RECORDS SUPPLIED:
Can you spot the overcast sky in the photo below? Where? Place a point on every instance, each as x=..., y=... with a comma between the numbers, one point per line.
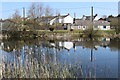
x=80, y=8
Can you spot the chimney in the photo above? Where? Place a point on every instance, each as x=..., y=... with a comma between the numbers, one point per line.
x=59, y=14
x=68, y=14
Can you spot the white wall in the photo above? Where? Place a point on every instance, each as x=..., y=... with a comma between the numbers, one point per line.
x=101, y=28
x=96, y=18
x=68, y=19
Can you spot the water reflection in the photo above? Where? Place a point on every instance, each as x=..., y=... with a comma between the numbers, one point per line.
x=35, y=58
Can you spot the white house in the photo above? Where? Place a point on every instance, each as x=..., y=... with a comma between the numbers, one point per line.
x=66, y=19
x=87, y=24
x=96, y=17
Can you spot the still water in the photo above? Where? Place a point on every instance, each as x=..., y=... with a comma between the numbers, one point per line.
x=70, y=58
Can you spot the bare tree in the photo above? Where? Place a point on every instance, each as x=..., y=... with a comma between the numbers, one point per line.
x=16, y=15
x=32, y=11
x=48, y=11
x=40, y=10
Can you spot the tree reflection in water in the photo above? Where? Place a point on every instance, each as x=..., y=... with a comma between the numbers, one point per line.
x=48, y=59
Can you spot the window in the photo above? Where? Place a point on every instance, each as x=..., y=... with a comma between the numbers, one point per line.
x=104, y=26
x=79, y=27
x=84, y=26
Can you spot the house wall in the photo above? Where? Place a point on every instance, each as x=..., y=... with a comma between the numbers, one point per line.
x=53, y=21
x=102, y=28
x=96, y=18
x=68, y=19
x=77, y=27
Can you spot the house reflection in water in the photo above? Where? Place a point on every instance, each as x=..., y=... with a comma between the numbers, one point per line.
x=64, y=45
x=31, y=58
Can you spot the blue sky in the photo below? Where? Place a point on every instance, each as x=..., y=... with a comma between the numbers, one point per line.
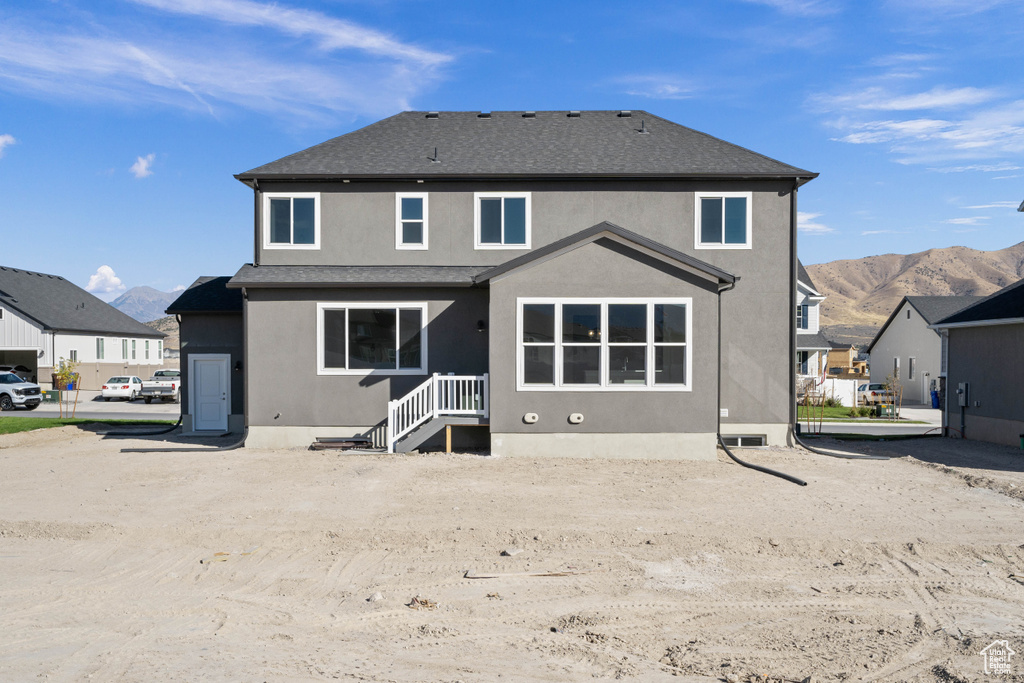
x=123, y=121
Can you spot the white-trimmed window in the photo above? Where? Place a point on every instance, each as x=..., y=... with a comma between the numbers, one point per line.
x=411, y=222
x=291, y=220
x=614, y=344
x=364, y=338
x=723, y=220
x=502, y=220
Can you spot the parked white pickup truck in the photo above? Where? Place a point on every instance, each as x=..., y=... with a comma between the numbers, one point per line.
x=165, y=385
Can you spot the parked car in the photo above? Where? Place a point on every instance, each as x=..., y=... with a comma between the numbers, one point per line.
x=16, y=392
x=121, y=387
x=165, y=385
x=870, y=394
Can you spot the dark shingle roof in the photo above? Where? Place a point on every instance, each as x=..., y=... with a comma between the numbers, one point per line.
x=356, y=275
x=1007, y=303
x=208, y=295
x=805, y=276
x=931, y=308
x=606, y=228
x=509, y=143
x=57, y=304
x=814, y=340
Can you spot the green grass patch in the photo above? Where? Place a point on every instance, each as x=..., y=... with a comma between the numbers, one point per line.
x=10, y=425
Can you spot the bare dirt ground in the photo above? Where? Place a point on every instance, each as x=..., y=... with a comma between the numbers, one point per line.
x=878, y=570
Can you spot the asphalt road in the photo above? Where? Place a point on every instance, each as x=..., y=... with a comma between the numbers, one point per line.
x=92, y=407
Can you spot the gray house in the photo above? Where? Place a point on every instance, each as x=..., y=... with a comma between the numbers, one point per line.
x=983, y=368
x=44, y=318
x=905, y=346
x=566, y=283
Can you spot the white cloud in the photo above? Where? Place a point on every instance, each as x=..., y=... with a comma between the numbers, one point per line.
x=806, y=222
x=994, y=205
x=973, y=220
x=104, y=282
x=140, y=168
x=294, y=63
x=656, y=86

INSTRUCTIONS FOR THE TASK: Make an exact copy of every entry above, minus the images.

TASK ANSWER:
Can you spot the overcast sky in the photo below? Where? Place a point on every instance, each as x=..., y=... with a comma between the numbers, one point per line.
x=80, y=8
Can you spot the chimney in the photo above? Where? Place a point on every instance, each as x=..., y=... with a comma between the numbers, one point per line.
x=59, y=14
x=68, y=14
Can you spot the white wall in the photo above? Where? Place a point on every instance, each as x=..., y=... with a comma between the numbers, one point per line.
x=101, y=28
x=96, y=18
x=68, y=19
Can you spot the water reflection in the photo above? Where? Place a point on every instance, each as x=..., y=... with a comma between the numbers, one point per line.
x=35, y=58
Can you spot the white house in the photo above? Where? Place a point on every instance, each as x=..., y=... with a comma between the numbers, one point per line.
x=66, y=19
x=87, y=24
x=96, y=17
Can you spot the still water in the photo above? Where? Place a point on every instance, each as x=..., y=... with a comma between the numbers, one point per line.
x=70, y=58
Can you spot the bare tree in the photo above? Where? Place a point on every instance, each as x=..., y=... with a comma between the numbers, one point per line.
x=16, y=15
x=32, y=11
x=48, y=11
x=40, y=10
Can you spot the tree reflection in water in the photo above? Where? Place a point on every instance, each as x=..., y=... with a comma between the numbers, one point per line.
x=48, y=59
Can you spot the window in the photo above? Where? Place a point on every instance, each as x=..., y=... with a comma between the numbers, one point per line.
x=104, y=26
x=79, y=27
x=84, y=26
Can you spot the house wall in the photo above? Where? Place a point on every instance, each as x=..., y=... with a comma between the numbers, one point per line.
x=53, y=21
x=102, y=28
x=96, y=18
x=68, y=19
x=77, y=27
Can you spot the house reflection in water in the photo above? Where? Place a point on every instance, each as x=..., y=... with a comma between the numbers, one point per line.
x=64, y=45
x=31, y=58
Can you spot the blue sky in the photo below? Where? Place a point on every instance, each as x=..., y=... with a comma between the numbers, one point per line.
x=123, y=121
Can you spot the white-trimmed window in the photo above? Where? Place a point on every instance, each as x=..., y=... with a comma between the numbers, one point per line.
x=411, y=222
x=291, y=220
x=614, y=344
x=364, y=338
x=723, y=220
x=502, y=220
Can you spot the parked white pickup truck in the photo above? Where? Place a point on every instance, each as x=..., y=... with a comma between the numbers, one point per line.
x=165, y=385
Can you spot the parked car in the photo above? Where? Place a point on every instance, each as x=..., y=... with a comma between the numbers, one point per line.
x=16, y=392
x=121, y=387
x=165, y=385
x=870, y=394
Can you spot the dark shingle roof in the photo above? Where? Place a point on every instance, each as x=..., y=... with a comma between the numbers, one point per line.
x=356, y=275
x=1007, y=303
x=208, y=295
x=805, y=276
x=931, y=308
x=606, y=228
x=509, y=143
x=57, y=304
x=814, y=340
Can you spot the green grass patch in the photo above? Where? Place a point on every instance, each as x=..., y=... with a comma between the numbers, one point per line.
x=10, y=425
Can you spot the bare dirt ground in the photo above? Where? Place a point on every instance, each as x=..., y=... with a comma between the numbers, one point per line.
x=878, y=570
Can you spot the asphalt road in the photo above? Where? Place a point on every instance, each as x=..., y=... with a comma between the numbers, one point per line.
x=92, y=407
Can you spot the gray house in the photo above? Where? Place a point on every instance, each as x=..., y=... with a comma between the numbers, one point per line.
x=983, y=368
x=44, y=318
x=905, y=346
x=566, y=283
Can you spot the white cloud in the photo above? Where? Place a point on every instance, each as x=..., y=... with a comma between the numbers, one point per line.
x=806, y=222
x=994, y=205
x=973, y=220
x=104, y=282
x=140, y=168
x=294, y=63
x=656, y=86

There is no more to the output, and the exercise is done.